**EXCERPT PROVIDED:**
--- BEGIN ---
Underground Robert Connolly
Published Sep 23, 2012Since 2006, WikiLeaks has been digging up and releasing top-secret information via the Internet, pissing off governments the world over by airing their dirty laundry.
Spear-headed by Australian native Julian Assange, their mission is to bring news and information to the public by publishing original source material to provide evidence of truth. It is these truths, among other shady dealings, that have landed Assange in hot water, ultimately leaving him holed up in London at the Ecuadorian embassy, granted political asylum, but unable to leave the premises for fear of being arrested.
Very little is known about the man behind the controversy, beyond what has been widely reported by the press, which is something director Robert Connolly intends to change with his biopic, Underground. Connolly focuses on the teenage years of Julian Assange (Alex Williams) while growing up in Melbourne, touching upon his upbringing and how it tied into his subsequent search for truths and freedoms.
--- END ---
**SUPPLIED INFORMATION:**
--- BEGIN ---
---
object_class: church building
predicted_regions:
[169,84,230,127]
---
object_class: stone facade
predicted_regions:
--- END ---
**WHAT THIS EXERCISE ASKS:**
#1 Please decide whether each statement agrees with the Underground excerpt, answering yes or no and quoting the words that decide it: (a) WikiLeaks has been releasing information since 2006. (b) The film covers Assange's teenage years in Melbourne. (c) Assange was granted asylum at the Australian embassy.
#2 Replace "object_class" with "label" throughout the rows, and write them out again with nothing else changed.

**FULL ANSWERS:**
#1
(a) Yes: "Since 2006, WikiLeaks has been digging up and releasing top-secret information via the Internet"
(b) Yes: "Connolly focuses on the teenage years of Julian Assange (Alex Williams) while growing up in Melbourne"
(c) No: "holed up in London at the Ecuadorian embassy, granted political asylum"

#2
---
label: church building
predicted_regions:
[169,84,230,127]
---
label: stone facade
predicted_regions:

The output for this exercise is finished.